**STATED GOAL**
Copy each of the lines below word for word, keeping their order and leaving none out.

**MATERIAL PROVIDED**
--------------------------------------------------

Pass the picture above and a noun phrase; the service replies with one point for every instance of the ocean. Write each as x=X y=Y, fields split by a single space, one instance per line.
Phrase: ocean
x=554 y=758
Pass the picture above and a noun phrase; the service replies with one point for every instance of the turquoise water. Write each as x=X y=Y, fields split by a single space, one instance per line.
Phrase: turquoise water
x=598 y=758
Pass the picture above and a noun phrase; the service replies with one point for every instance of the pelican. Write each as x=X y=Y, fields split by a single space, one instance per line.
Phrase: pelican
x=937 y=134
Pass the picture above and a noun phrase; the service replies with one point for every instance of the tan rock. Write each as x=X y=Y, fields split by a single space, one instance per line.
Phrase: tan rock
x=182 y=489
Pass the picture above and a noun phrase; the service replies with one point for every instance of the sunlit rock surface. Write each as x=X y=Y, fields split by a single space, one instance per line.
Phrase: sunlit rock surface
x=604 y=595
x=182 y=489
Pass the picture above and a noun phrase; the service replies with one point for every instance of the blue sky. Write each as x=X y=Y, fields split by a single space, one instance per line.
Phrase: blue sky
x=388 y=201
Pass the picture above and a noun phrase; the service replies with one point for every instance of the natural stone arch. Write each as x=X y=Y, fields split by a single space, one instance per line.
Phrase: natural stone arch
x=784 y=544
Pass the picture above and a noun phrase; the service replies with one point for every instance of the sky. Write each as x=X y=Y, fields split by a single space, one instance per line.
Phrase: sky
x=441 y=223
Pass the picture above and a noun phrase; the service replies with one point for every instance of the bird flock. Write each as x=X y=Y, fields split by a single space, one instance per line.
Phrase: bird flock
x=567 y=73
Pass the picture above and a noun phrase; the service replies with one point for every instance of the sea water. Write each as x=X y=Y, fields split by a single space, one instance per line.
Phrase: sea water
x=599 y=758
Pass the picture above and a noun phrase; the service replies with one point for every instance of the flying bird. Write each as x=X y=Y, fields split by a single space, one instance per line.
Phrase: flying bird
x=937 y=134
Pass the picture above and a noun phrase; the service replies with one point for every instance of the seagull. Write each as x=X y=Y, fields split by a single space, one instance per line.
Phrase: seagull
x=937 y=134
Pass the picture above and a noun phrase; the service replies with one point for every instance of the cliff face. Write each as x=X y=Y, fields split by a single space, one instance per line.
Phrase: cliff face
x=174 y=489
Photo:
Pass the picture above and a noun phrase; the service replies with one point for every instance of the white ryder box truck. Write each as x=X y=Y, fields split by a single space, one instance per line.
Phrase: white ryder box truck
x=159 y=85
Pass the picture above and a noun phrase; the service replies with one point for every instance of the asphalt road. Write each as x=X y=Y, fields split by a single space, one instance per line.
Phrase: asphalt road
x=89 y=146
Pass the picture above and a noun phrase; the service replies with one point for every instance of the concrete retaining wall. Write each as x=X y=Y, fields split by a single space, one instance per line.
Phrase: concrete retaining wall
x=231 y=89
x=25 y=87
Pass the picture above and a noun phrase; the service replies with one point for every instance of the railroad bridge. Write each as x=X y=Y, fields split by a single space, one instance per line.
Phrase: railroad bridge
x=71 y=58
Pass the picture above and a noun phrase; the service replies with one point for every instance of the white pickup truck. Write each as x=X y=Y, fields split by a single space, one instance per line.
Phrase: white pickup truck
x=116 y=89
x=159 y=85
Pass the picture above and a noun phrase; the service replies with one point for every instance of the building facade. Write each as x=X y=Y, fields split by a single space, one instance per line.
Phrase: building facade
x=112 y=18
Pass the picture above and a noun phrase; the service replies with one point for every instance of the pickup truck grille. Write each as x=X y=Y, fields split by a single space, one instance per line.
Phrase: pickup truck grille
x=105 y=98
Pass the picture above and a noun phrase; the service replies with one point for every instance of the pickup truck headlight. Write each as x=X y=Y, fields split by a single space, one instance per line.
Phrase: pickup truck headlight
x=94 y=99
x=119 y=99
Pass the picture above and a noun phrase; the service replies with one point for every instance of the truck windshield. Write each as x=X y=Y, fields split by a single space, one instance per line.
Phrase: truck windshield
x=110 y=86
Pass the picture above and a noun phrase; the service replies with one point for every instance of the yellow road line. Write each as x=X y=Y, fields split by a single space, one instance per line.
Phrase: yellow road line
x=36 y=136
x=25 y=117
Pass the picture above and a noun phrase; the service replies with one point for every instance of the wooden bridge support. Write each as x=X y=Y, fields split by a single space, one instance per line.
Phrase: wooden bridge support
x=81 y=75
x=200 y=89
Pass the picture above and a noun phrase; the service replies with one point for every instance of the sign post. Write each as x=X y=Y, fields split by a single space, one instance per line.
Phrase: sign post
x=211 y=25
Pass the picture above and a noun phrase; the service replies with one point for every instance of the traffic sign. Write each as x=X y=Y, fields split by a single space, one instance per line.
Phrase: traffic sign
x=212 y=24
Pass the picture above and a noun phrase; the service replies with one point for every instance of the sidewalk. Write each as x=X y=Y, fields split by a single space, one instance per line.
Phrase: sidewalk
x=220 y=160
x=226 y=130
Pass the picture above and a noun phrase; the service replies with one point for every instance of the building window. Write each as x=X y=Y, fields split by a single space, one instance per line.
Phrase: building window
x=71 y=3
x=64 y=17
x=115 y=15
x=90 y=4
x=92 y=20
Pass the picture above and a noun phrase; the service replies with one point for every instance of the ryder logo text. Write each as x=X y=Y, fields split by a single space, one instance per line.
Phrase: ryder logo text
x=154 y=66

--------------------------------------------------

**SOLVED EXERCISE**
Pass the picture above and a noun phrase; the service replies with one point for every instance of the ocean. Write each as x=X y=Y, fields split by a single space, one instance per line.
Phrase: ocean
x=554 y=758
Pass the picture above and a noun phrase; the service replies with one point for every instance of the turquoise water. Write each as x=X y=Y, fields split by a single space, one instance per line.
Phrase: turquoise water
x=598 y=758
Pass the picture above and a noun phrase; the service replies with one point for every instance of the pelican. Write each as x=X y=Y, fields split by a single space, one instance per line.
Phrase: pelican
x=937 y=134
Pass the picture above and a noun phrase; the service replies with one point for every instance of the tan rock. Write each as x=X y=Y, fields split by a single space, one instance per line.
Phrase: tan rock
x=182 y=489
Pass the picture above and a noun phrase; the service replies with one point for every instance of the sunlit rock surface. Write each as x=X y=Y, fields split by a single space, one instance per line.
Phrase: sunlit rock surface
x=604 y=595
x=182 y=489
Pass the picture above and a noun phrase; the service replies with one point for every instance of the blue sky. Write each as x=X y=Y, fields split by a single space, one instance per line.
Phrase: blue sky
x=388 y=201
Pass the picture above and a noun phrase; the service replies with one point for every instance of the natural stone arch. Write each as x=X y=Y, fields split by a single space, one instance per line.
Phrase: natural stone arch
x=784 y=544
Pass the picture above and a noun phrase; the service replies with one point for every instance of the sky. Write each as x=X y=Y, fields split by a single space, one instance per line.
Phrase: sky
x=441 y=223
Pass the picture above and a noun phrase; the service replies with one point for every instance of the bird flock. Write each as x=X y=Y, fields split by a single space, one instance per line.
Phrase: bird flock
x=567 y=73
Pass the picture above and a noun phrase; the service replies with one point for every instance of the sea water. Write each as x=X y=Y, fields split by a single space, one instance per line.
Phrase: sea water
x=599 y=758
Pass the picture above and a noun phrase; the service replies with one point for every instance of the flying bird. Write each as x=X y=Y, fields split by a single space, one instance per line.
Phrase: flying bird
x=937 y=134
Pass the picture above and a noun phrase; the service replies with one point for every instance of the seagull. Write each as x=X y=Y, fields split by a single space, one instance per line.
Phrase: seagull
x=937 y=134
Pass the picture above and a noun phrase; the service replies with one point for every instance of the cliff face. Write each as x=X y=Y, fields split by a single space, one instance per line.
Phrase: cliff face
x=174 y=489
Photo:
Pass the picture above and a noun phrase; the service replies with one point for every instance of the white ryder box truck. Write each as x=X y=Y, fields split by a single space, one instance per line.
Phrase: white ryder box truck
x=159 y=85
Pass the picture above and a noun phrase; the service replies with one point for every instance of the asphalt road. Write each as x=X y=Y, fields split by a single space, one instance per line.
Phrase: asphalt road
x=89 y=146
Pass the picture above and a noun phrase; the service replies with one point for every instance of the concrete retaining wall. Write each as x=X y=Y, fields split by a single space, one instance per line.
Phrase: concrete retaining wall
x=231 y=89
x=25 y=87
Pass the picture above and a noun phrase; the service replies with one point for every instance of the railroad bridge. Write each as x=X y=Y, fields split by a single space, one instance per line.
Phrase: railroad bridge
x=71 y=58
Pass the picture above and a noun phrase; the service replies with one point for every instance of the white pickup truck. Write each as x=X y=Y, fields split by a single space, one instance per line.
Phrase: white pickup truck
x=116 y=89
x=159 y=85
Pass the picture above and a noun phrase; the service replies with one point for every instance of the building facade. Write each as x=X y=Y, fields split by a single space, one instance per line.
Phrase: building facade
x=112 y=18
Pass the picture above and a noun phrase; the service replies with one point for every instance of the pickup truck grille. Write each as x=X y=Y, fields split by a single space, one instance per line.
Phrase: pickup truck grille
x=105 y=98
Pass the picture above and a noun phrase; the service replies with one point for every instance of the pickup truck headlight. Write each as x=X y=Y, fields split by a single space, one instance per line.
Phrase: pickup truck headlight
x=94 y=99
x=119 y=99
Pass the picture above and a noun phrase; the service replies with one point for every instance of the truck windshield. Write each as x=X y=Y, fields split by a single space, one instance per line.
Phrase: truck windshield
x=110 y=86
Pass the picture above and a noun phrase; the service replies with one point for every instance of the yellow road line. Write each as x=X y=Y, fields split by a single space, one instance per line.
Phrase: yellow road line
x=36 y=136
x=25 y=117
Pass the picture above and a noun phrase; the service replies with one point for every instance of the wooden bridge support. Write each as x=X y=Y, fields split by a single space, one instance per line.
Phrase: wooden bridge support
x=81 y=75
x=200 y=89
Pass the picture above and a noun phrase; the service replies with one point for every instance of the sign post. Write each as x=X y=Y, fields split by a single space, one instance per line.
Phrase: sign post
x=211 y=25
Pass the picture above and a noun phrase; the service replies with one point for every instance of the traffic sign. Write each as x=X y=Y, fields split by a single space, one instance per line.
Phrase: traffic sign
x=212 y=24
Pass the picture above and a noun phrase; the service replies with one point for every instance of the sidewalk. Write each as x=X y=Y, fields split by a single space, one instance per line.
Phrase: sidewalk
x=220 y=160
x=226 y=130
Pass the picture above and a noun phrase; the service replies with one point for every instance of the building window. Write each as x=X y=Y, fields split by a single space, one instance per line.
Phrase: building window
x=71 y=3
x=64 y=17
x=115 y=15
x=90 y=4
x=92 y=20
Pass the picture above and a noun phrase; the service replies with one point for every instance of the ryder logo text. Write each as x=X y=Y, fields split by a single space, one instance per line.
Phrase: ryder logo text
x=154 y=66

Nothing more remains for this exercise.